[Start of Attachment]
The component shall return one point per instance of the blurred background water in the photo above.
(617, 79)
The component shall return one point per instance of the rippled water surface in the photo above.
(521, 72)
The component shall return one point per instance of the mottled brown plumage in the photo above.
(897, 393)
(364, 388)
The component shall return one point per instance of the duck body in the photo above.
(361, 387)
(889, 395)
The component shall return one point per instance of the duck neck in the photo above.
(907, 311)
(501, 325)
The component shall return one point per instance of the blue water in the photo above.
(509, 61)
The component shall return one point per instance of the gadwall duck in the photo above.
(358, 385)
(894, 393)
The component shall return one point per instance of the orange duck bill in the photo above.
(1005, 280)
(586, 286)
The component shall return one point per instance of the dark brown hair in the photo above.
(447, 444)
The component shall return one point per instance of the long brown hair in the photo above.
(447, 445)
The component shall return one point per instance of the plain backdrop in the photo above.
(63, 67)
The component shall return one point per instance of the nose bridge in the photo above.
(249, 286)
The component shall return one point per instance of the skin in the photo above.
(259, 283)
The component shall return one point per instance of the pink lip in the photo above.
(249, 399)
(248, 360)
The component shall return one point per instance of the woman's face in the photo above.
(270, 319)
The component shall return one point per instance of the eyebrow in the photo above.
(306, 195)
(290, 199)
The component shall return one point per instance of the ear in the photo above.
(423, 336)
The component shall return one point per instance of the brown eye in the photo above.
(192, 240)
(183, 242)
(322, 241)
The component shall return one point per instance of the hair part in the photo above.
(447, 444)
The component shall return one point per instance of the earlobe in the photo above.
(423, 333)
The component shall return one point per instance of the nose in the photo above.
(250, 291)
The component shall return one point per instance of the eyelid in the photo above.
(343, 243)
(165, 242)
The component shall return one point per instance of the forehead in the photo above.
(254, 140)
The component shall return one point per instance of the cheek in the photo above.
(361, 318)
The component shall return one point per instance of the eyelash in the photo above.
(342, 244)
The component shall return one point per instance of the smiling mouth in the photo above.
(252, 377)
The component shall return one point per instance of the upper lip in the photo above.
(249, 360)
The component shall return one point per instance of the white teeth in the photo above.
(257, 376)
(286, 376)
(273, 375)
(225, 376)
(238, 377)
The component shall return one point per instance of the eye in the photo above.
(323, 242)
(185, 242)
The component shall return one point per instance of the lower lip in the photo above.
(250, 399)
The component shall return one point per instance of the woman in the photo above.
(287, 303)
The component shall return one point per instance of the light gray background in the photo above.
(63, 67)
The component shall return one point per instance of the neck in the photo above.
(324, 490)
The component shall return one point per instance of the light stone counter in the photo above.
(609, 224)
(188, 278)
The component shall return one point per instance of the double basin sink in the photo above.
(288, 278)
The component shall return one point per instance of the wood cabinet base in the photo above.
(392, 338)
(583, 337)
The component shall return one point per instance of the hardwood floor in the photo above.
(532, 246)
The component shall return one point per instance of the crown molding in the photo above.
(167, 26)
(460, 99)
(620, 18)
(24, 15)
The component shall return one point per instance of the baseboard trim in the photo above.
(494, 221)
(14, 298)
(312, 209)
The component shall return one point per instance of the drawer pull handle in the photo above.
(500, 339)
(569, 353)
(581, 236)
[End of Attachment]
What is needed: Each record above is to be reproduced exactly, in full.

Answer to the exercise:
The component shall return one point per instance of the blurred background water in the photo above.
(617, 79)
The component shall return one point per instance of the rippled water surface in the photo above.
(521, 72)
The component shall return one point per instance of the mottled brown plumage in the photo above.
(897, 393)
(364, 388)
The component shall return one point per instance of the duck body in the photo above.
(361, 387)
(889, 395)
The component shall return one point per instance of the duck neck in the photo above.
(907, 311)
(501, 325)
The component shall return one point per instance of the blue water in the photo above.
(509, 61)
The component shall return one point per instance of the gadwall duck in the photo above.
(358, 385)
(894, 393)
The component shall return one point per instance of the orange duck bill in the photo above.
(1005, 280)
(586, 286)
The component shall return one point per instance of the dark brown hair in the photo above.
(447, 444)
The component shall return one point per instance of the long brown hair in the photo above.
(447, 445)
The component shall return one point per instance of the plain backdrop in the photo above.
(63, 67)
The component shall return one point per instance of the nose bridge in the photo above.
(249, 286)
The component shall return one point per instance of the skin in the photo above.
(259, 283)
The component shall return one point per instance of the pink lip in the photo above.
(249, 399)
(248, 360)
The component shall return one point per instance of the woman's face in the photo above.
(270, 319)
The component shall return one point per instance of the eyebrow in the photo above.
(306, 195)
(290, 199)
The component shall return one point per instance of the ear in the photo above.
(423, 336)
The component shall return one point per instance of the brown eye in the photo above.
(192, 240)
(183, 242)
(322, 241)
The component shall return one point per instance of the hair part in the photo above.
(447, 444)
The component shall return one point per instance of the earlobe in the photo above.
(423, 333)
The component shall return one point per instance of the nose in the photo above.
(250, 291)
The component shall return one point per instance of the eyelid in the photo above.
(343, 243)
(165, 242)
The component shall return one point per instance of the forehead in the photo above.
(254, 140)
The component shall return one point per instance of the cheek in the photo above.
(361, 318)
The component shall return one point per instance of the eyelash in the photo above.
(342, 244)
The component shall return one point per instance of the smiling mouth in the photo above.
(252, 377)
The component shall return one point per instance of the upper lip in the photo above.
(249, 360)
The component shall return one point per instance of the white teeth in the photo above.
(257, 376)
(286, 376)
(273, 375)
(225, 376)
(238, 377)
The component shall return one point per instance of the eye in the photo above.
(323, 242)
(185, 242)
The component shall return one point per instance of the lower lip in the photo above.
(250, 399)
The component shall return one point per instance of the woman in the photo above.
(287, 303)
The component shall return one point per instance of the light gray background in the photo above.
(63, 67)
The component shall return one point per instance of the neck in the photo above.
(324, 490)
The component shall return one point per instance of the light stone counter in the photo above.
(609, 224)
(188, 278)
The component shall return one point per instance of the double basin sink in the photo above.
(288, 278)
The component shall return one point per instance of the wood cabinet base in the photo above.
(392, 338)
(583, 337)
The component shall return one point per instance of the hardwood floor in the photo above.
(532, 246)
The component shall return one point per instance of the crown molding in the photo above.
(167, 26)
(460, 99)
(620, 18)
(24, 15)
The component shall return one point per instance of the baseboard trim in the photo above.
(494, 221)
(14, 298)
(312, 209)
The component shall return one point per instance of the drawer pull handle in the photo above.
(500, 339)
(569, 353)
(581, 236)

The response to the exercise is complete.